§ TEXTO PARA LEER:
*-*-*
Dos años de gestión del gobierno liderado por Gustavo Petro proyectan una luz de esperanza en un mundo en el que se ha asumido que todos los países, sociedades y comunidades, deben resignarse y adaptarse a la expansión del capitalismo a escala global.
Por Christian Fajardo *
Gustavo Petro lleva dos años en el poder. La prensa nacional ha contado el siguiente relato de este periodo: el primer gobierno de izquierda comenzó bien, sin embargo, su vocación de cambió hizo que los pactos, que construyó con el centro político y con los empresarios, se rompieran. El primer campanazo fue el del retiro de Alejandro Gaviria de la cartera de Educación –de ahí viene una seguidilla de remezones que acerca más a inexpertos e izquierdistas radicales que no sabrían gobernar–.
*-*-*
§ ENTRADAS PROPORCIONADAS:
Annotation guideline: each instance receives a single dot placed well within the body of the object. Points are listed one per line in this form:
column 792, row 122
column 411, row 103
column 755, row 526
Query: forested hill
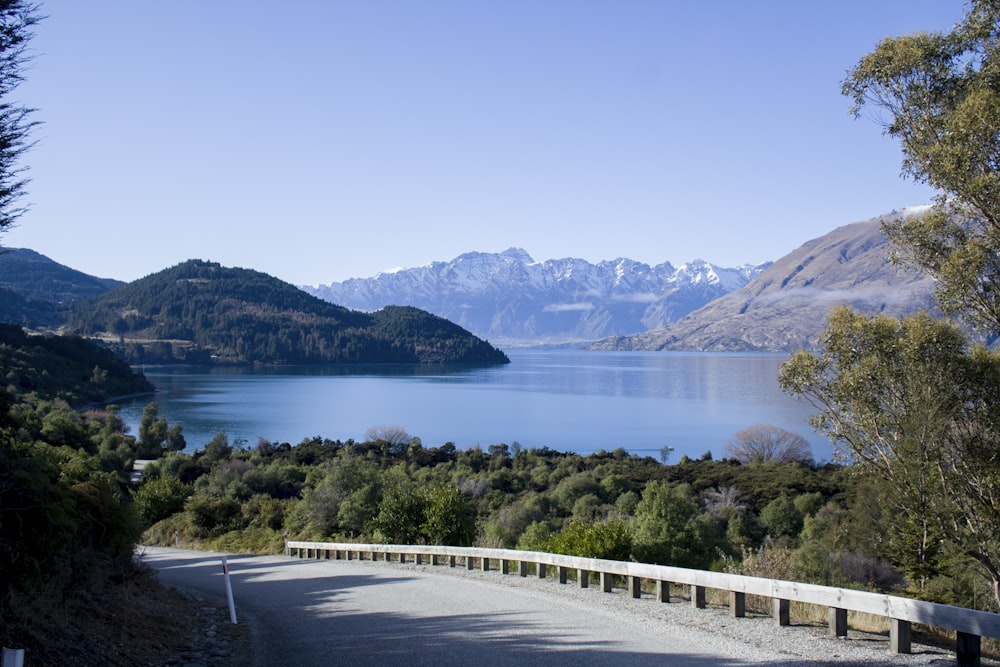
column 64, row 367
column 202, row 312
*-*-*
§ TU TAREA:
Retoma el texto sobre los dos años de gobierno de Gustavo Petro y escribe su continuación a partir de la última oración.

§ RESPUESTA:
Además, según esta apuesta, sus logros han sido opacados no solo por esa presunta radicalización, sino también por los escándalos en los que está situado el Ejecutivo. Desde las presuntas irregularidades en la financiación de su campaña hasta los recientes hallazgos de corrupción en la Unidad del Riesgo, pasando, claro está, por el caso Sarabia. A esto se le pueden sumar las famosas dos columnas de María Jimena Duzán en las que acusa a Sarabia de ser la mujer más poderosa de Colombia y señala que Petro tiene adicciones que, según ella, debe hacer públicas.
Según esta perspectiva, hay algunas esperanzas en el nombramiento de Juan Fernando Cristo en la cartera del Interior que eventualmente lograría llegar a los consensos que se echaron a perder en el primer año de gobierno progresista.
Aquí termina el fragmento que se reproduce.